**TASK REQUIREMENTS:** Whenever a line in the entries includes the word "window", copy that line out.

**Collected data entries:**
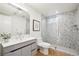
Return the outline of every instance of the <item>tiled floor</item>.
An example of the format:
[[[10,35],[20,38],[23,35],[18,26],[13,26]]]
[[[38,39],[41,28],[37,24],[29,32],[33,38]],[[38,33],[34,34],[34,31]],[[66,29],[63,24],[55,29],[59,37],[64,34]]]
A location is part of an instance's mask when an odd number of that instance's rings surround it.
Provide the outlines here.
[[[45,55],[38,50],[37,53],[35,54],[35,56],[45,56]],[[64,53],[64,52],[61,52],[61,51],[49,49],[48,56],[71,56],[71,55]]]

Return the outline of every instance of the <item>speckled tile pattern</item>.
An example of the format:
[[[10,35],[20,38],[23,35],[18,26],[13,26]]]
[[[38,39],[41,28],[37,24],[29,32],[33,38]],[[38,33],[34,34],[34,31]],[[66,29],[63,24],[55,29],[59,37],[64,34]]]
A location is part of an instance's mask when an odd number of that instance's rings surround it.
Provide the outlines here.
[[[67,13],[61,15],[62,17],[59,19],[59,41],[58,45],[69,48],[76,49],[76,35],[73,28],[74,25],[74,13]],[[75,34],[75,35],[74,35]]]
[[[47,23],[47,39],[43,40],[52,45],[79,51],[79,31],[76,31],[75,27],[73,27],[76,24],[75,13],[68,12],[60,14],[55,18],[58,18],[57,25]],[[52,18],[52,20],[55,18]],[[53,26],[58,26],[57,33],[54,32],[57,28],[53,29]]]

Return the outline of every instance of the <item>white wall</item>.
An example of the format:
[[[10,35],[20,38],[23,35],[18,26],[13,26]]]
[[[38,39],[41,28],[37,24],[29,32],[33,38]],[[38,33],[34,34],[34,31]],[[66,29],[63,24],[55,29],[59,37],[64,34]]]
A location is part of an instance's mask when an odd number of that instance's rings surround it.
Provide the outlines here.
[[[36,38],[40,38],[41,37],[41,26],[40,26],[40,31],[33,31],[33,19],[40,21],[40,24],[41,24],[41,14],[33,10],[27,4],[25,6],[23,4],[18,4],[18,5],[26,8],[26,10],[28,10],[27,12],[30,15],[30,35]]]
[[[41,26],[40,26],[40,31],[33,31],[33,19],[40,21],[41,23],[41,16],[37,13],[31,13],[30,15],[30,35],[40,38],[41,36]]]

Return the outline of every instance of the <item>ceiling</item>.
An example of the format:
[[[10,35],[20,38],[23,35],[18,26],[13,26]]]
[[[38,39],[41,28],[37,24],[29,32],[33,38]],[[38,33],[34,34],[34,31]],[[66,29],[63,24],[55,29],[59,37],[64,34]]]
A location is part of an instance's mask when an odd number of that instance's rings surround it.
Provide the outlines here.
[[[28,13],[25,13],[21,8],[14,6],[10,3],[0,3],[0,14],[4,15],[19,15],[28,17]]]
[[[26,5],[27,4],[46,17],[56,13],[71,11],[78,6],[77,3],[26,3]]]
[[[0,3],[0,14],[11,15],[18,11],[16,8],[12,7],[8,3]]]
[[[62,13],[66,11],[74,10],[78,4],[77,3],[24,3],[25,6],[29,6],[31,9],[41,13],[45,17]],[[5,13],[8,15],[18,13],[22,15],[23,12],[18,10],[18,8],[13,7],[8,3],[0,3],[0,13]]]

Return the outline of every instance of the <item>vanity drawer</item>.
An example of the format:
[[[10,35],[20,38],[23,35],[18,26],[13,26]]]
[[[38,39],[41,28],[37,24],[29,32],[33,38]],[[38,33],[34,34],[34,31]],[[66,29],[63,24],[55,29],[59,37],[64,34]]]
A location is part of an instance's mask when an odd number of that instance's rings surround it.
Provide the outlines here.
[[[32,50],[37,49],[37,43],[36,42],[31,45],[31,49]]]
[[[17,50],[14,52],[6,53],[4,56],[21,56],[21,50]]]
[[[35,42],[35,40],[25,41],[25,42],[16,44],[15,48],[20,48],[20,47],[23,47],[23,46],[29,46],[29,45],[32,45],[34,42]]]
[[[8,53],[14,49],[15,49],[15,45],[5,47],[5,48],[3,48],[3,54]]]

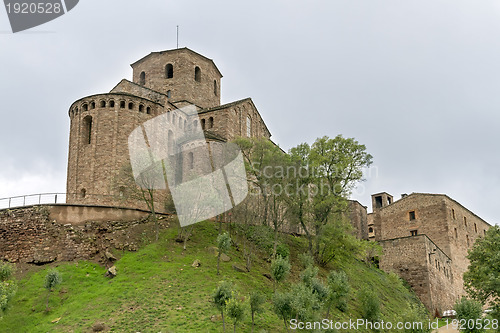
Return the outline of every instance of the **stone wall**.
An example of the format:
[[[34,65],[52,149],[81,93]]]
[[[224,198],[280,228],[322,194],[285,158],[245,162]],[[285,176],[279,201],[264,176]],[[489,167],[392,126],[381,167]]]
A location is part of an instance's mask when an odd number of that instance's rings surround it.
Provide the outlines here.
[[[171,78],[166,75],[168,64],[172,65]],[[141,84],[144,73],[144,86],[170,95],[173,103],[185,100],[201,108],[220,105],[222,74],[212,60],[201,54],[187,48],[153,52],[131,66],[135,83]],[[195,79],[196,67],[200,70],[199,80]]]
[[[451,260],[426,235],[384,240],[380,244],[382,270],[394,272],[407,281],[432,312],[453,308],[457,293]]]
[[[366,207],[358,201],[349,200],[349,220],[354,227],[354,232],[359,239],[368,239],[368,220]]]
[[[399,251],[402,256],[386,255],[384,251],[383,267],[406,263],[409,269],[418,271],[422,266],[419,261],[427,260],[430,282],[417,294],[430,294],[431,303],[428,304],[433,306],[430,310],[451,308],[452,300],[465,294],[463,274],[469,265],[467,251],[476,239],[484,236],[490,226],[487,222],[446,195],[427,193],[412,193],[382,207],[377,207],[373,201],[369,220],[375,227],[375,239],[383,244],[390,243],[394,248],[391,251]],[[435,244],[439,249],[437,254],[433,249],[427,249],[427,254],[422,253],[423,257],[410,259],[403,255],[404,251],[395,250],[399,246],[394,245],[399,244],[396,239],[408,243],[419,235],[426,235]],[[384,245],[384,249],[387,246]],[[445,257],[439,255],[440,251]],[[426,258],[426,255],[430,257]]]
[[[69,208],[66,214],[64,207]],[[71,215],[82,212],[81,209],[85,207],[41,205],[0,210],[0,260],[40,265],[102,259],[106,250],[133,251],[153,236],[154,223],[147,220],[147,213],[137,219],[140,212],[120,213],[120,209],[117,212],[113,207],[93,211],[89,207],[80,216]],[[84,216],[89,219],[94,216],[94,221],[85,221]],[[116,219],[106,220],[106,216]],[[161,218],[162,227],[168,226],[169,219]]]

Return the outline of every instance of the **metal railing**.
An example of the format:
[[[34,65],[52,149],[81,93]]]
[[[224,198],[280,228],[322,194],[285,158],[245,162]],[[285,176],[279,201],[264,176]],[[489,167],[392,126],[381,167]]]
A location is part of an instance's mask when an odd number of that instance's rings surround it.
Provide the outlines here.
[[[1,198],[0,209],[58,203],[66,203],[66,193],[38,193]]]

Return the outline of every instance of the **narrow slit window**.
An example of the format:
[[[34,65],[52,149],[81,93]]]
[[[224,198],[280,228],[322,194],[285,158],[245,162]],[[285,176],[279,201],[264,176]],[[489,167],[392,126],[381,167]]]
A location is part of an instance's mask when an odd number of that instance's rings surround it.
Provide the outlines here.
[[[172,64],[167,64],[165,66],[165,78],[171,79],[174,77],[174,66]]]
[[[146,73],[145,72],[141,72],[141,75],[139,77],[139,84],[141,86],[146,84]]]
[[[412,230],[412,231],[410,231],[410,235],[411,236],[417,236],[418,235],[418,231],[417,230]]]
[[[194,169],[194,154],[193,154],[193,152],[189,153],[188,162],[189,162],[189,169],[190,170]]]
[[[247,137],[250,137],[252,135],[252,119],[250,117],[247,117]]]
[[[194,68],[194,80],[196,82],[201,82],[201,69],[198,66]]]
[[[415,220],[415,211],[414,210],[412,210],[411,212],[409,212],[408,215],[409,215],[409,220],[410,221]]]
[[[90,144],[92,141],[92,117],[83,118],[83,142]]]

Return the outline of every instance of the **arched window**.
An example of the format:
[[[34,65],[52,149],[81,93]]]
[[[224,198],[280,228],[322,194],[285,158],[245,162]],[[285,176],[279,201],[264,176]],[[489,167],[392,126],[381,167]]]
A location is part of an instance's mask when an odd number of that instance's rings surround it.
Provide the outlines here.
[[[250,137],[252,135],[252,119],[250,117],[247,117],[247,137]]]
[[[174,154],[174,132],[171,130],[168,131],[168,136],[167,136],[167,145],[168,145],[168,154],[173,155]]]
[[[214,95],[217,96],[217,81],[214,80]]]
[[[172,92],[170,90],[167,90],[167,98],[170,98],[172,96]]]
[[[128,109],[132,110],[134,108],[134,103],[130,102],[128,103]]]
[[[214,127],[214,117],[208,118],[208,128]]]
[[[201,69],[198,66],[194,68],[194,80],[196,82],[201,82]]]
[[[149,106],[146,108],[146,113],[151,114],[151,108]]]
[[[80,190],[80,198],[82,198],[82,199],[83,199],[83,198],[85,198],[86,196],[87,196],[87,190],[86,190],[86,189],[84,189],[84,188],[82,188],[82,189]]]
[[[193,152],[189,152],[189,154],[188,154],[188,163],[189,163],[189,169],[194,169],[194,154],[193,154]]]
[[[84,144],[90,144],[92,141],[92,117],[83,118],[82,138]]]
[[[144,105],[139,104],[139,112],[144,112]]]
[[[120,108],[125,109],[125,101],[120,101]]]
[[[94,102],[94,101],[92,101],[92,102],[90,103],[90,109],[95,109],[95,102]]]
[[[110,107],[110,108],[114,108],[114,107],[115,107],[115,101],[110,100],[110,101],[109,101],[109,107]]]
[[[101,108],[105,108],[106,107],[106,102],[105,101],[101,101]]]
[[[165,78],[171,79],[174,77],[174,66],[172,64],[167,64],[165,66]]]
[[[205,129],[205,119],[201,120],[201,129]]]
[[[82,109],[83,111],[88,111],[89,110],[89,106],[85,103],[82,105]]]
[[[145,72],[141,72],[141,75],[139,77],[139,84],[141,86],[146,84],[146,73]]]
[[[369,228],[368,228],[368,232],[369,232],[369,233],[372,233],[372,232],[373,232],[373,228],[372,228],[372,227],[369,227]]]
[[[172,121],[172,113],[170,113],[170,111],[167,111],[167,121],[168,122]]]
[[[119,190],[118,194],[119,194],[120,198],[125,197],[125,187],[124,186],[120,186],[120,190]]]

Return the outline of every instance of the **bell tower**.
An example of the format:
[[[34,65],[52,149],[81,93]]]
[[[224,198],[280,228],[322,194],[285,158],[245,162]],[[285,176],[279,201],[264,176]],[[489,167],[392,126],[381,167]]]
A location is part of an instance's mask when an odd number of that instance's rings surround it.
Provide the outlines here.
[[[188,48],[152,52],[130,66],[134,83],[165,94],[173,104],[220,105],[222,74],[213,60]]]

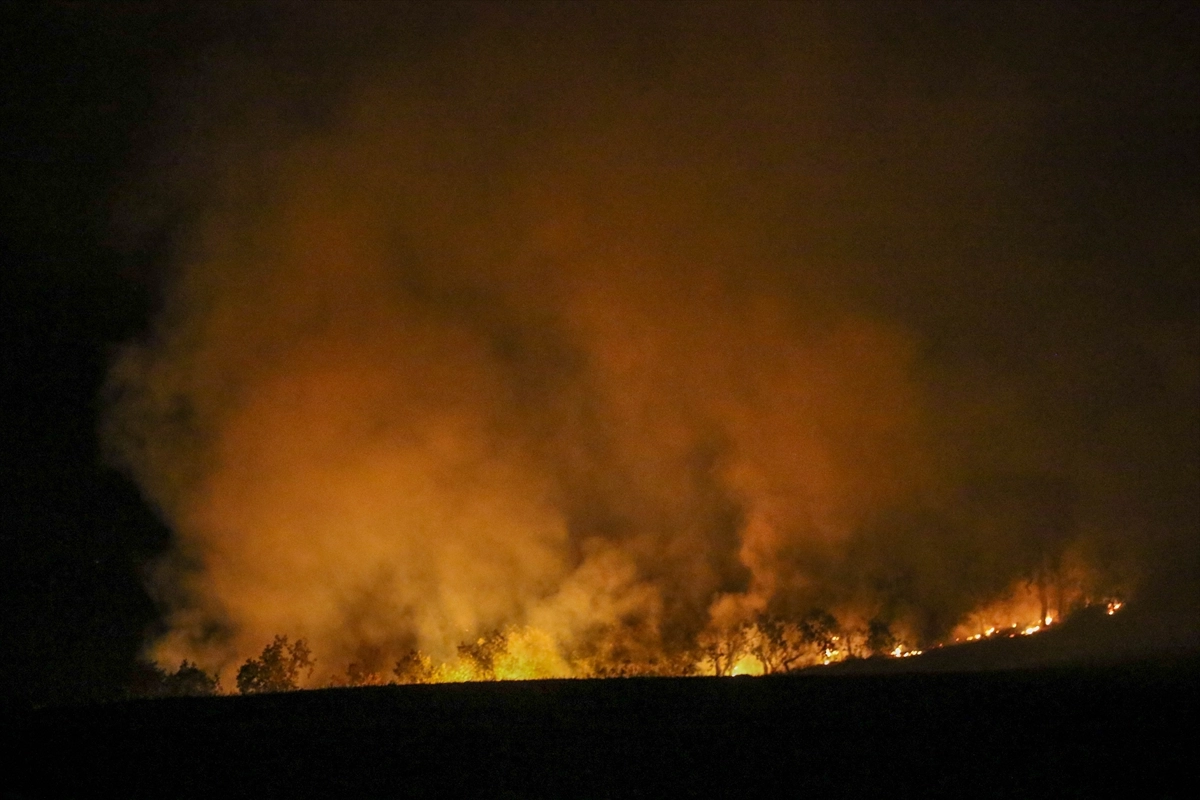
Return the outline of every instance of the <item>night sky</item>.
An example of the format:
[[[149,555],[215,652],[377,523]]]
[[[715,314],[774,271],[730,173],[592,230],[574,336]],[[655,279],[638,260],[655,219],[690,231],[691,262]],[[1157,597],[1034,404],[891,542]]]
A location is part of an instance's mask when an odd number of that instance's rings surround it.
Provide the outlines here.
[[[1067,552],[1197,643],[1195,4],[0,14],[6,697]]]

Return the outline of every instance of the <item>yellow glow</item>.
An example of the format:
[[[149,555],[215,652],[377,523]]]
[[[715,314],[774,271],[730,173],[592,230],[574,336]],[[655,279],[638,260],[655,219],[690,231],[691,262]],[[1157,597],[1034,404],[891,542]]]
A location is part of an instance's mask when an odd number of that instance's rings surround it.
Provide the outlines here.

**TASK SOLUTION:**
Return the outline of every instance of the **narrow slit window**.
Return the outline of every instance of the **arched window**.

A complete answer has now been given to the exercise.